PROMPT:
Please scale the material below, starting at the line that has "Where can the framed sunflower" and stopping after the line that has "x=590, y=143". Reproduce every line in that span, requests included and left unchanged, and multiply each coordinate in the answers by 0.2, rounding to whole numbers with halves rounded up.

GIVEN DATA:

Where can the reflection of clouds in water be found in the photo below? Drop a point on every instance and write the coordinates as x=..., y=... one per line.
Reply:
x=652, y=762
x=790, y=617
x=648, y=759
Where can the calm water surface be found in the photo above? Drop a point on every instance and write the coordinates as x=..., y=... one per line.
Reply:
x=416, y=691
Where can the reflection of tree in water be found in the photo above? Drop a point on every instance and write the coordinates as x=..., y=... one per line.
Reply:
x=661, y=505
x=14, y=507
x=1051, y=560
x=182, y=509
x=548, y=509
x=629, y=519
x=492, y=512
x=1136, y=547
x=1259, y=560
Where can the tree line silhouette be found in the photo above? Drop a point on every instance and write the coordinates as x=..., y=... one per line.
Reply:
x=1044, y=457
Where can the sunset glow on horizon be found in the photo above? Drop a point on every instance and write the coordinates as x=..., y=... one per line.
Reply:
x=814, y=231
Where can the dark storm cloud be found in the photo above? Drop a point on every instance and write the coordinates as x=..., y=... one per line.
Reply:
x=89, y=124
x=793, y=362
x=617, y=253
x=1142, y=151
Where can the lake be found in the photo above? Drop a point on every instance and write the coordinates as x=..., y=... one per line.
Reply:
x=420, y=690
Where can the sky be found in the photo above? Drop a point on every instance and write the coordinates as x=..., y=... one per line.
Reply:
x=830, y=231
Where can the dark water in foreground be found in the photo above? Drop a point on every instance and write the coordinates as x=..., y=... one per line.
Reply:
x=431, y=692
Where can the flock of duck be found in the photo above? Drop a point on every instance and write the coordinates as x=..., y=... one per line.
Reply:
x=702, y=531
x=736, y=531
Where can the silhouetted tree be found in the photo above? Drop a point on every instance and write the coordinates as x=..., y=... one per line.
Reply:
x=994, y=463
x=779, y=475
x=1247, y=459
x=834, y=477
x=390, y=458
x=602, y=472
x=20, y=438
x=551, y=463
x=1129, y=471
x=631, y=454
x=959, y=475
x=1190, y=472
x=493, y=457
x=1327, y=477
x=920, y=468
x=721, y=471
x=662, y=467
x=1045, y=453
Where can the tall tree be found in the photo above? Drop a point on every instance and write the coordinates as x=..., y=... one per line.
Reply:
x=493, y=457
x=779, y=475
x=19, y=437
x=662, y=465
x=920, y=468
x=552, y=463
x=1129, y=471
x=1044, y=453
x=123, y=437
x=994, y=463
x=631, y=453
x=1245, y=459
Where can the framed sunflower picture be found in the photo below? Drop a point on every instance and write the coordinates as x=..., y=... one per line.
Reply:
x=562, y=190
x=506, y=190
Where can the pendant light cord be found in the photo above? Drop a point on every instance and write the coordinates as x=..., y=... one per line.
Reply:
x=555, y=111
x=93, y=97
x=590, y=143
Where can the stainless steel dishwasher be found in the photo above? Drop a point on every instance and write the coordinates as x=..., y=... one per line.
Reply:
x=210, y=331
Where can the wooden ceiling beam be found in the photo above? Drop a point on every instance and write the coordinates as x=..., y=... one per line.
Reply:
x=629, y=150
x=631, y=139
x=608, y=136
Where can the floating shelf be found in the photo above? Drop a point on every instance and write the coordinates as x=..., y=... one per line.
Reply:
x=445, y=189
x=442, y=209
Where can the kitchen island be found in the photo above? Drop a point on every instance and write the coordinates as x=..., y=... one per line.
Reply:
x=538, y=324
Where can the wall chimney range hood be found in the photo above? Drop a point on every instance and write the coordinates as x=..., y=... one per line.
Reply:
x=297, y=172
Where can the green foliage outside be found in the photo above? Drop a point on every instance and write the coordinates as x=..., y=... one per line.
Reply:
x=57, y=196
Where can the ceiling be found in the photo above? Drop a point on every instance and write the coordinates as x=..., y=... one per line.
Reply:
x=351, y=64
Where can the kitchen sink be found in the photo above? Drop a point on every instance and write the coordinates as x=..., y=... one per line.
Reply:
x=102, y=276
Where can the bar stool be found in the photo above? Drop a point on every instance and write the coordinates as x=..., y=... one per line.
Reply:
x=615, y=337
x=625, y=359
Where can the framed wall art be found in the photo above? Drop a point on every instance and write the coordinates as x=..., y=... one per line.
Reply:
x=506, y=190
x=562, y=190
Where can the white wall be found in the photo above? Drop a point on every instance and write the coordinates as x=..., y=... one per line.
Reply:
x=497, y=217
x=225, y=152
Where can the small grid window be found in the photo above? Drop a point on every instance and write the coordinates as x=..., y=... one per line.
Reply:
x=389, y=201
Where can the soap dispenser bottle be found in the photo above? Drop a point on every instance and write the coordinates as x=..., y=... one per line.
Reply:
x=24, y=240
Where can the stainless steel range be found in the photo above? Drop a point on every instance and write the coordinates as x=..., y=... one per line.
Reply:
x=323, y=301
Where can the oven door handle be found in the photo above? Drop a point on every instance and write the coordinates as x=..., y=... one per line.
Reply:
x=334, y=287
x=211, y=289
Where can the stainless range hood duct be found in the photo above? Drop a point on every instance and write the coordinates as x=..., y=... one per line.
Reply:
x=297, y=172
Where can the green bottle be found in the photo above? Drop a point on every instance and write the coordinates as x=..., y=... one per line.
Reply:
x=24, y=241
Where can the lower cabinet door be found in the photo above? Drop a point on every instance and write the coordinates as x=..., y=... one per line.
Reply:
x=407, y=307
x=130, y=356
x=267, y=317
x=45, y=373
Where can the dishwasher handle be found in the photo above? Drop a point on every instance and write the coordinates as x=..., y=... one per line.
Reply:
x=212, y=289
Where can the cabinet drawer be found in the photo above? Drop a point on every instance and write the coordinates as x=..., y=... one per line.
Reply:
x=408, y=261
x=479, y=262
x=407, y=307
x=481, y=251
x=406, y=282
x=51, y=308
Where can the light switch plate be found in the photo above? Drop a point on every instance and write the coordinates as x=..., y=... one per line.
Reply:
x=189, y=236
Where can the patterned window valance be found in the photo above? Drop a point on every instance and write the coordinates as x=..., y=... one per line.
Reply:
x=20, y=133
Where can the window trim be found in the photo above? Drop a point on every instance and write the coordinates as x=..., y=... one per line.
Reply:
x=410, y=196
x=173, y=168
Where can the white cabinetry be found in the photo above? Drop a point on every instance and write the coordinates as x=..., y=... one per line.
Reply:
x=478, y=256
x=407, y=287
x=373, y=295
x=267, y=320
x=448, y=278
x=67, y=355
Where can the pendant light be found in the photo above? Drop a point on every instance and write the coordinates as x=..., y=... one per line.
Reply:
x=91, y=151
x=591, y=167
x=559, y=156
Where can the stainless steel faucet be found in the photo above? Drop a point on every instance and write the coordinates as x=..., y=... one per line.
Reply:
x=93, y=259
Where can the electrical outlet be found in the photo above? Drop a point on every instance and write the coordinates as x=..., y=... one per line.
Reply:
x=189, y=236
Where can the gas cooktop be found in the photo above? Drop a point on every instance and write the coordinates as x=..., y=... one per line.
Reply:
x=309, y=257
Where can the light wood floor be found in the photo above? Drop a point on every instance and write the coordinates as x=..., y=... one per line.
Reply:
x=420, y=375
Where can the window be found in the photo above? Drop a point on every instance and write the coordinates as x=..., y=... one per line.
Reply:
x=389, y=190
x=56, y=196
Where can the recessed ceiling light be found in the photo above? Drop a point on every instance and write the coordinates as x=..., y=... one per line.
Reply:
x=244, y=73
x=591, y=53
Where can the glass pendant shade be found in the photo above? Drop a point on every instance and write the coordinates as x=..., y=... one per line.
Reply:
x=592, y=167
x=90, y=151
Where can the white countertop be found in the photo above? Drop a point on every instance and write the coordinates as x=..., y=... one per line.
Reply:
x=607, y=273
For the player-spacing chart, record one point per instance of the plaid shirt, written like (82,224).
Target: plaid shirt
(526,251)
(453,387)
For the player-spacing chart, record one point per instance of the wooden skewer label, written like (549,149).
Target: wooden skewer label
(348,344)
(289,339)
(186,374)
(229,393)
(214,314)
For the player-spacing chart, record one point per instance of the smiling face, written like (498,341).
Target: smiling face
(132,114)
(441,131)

RESULT OF THE TASK:
Where can the framed sunflower picture be found in the photo below? Drop a point on every instance and write the coordinates as x=..., y=... one per line.
Reply:
x=112, y=38
x=101, y=38
Where can the pendant light cord be found in the photo above? Drop a point on every instance and write the coordinates as x=..., y=... one per line.
Reply:
x=111, y=22
x=19, y=19
x=118, y=29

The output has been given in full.